PAGE EXTRACT section start

James Holmes and Us


It’s hard to look at the footage of the bug-eyed, neon-orange-haired James Holmes sitting in court yesterday and not wonder how a life can go so wrong. I can’t look at him and not think about my brother. My brother never hurt anyone. He was a gentle giant of a man who loved listening to music and painting and talking about philosophy over dinner. But he also had bipolar disorder, and when his mood went dark, the person I loved disappeared, replaced by someone I didn’t recognize.

People rightly want to know what Holmes’s parents knew or tried to do to intervene as their son lost control of his life. If they’re like most parents with a mentally ill adult son or daughter, I imagine they had few options. Getting help for a grown family member with severe mental illness — even with garden-variety depression — can be a complex series of small steps forward and many more back. In my brother’s case, his inability to stay on his medication — and our family’s helplessness after years of his being in and out of institutions that never really helped — ultimately led to his suicide.

Then again, Holmes may have snapped without warning, never giving his family any sign of impending danger. We don’t yet know. What we do know is that no parent envisions his or her child growing up to be a mass murderer, a “monster” as some have called him. But for those of us who’ve wrestled with mental illness up close, with our own resignation in the face of its intractability, it’s not hard to feel a queasy recognition when we see Holmes in that courtroom. Which is why I don’t judge his parents. Staring into his vacant eyes, I can’t help but wonder if his family could have been my own.

PAGE EXTRACT section end
STUDY MATERIAL section start

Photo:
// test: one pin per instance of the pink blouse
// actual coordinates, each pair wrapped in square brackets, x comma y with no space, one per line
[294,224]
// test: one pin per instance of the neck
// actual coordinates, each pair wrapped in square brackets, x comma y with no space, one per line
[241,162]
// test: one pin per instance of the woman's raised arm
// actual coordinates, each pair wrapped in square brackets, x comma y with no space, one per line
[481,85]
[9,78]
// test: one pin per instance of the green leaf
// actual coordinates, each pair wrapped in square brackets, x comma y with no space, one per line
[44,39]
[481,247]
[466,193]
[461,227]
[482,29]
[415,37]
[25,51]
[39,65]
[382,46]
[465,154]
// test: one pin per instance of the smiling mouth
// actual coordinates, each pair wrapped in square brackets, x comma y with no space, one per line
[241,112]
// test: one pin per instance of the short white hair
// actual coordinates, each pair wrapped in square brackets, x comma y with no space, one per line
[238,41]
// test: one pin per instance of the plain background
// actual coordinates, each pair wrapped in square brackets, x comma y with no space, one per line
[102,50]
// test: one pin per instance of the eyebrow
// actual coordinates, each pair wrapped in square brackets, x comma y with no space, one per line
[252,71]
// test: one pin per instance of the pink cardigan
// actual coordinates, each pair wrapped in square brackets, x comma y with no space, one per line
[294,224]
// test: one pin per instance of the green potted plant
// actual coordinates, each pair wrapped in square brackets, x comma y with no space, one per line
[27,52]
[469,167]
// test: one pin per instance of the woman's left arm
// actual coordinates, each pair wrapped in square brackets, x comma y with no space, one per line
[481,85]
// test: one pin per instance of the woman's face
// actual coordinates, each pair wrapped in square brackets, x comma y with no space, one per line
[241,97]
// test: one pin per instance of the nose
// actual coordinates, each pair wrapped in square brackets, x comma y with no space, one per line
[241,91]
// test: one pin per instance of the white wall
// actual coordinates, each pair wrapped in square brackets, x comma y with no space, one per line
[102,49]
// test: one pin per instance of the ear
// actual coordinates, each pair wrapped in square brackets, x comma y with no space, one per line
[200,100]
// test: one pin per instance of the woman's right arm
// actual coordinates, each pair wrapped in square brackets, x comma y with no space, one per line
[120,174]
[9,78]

STUDY MATERIAL section end

DIRECTIONS
Answer from the essay on James Holmes:
1. Which three things did the writer's brother love doing?
2. What illness did the brother have?
3. What does the writer say ultimately led to the brother's suicide?

WRITTEN RESPONSE
1. Listening to music, painting, and talking about philosophy over dinner.
2. Bipolar disorder.
3. His inability to stay on his medication, and the family's helplessness after years of his being in and out of institutions that never really helped.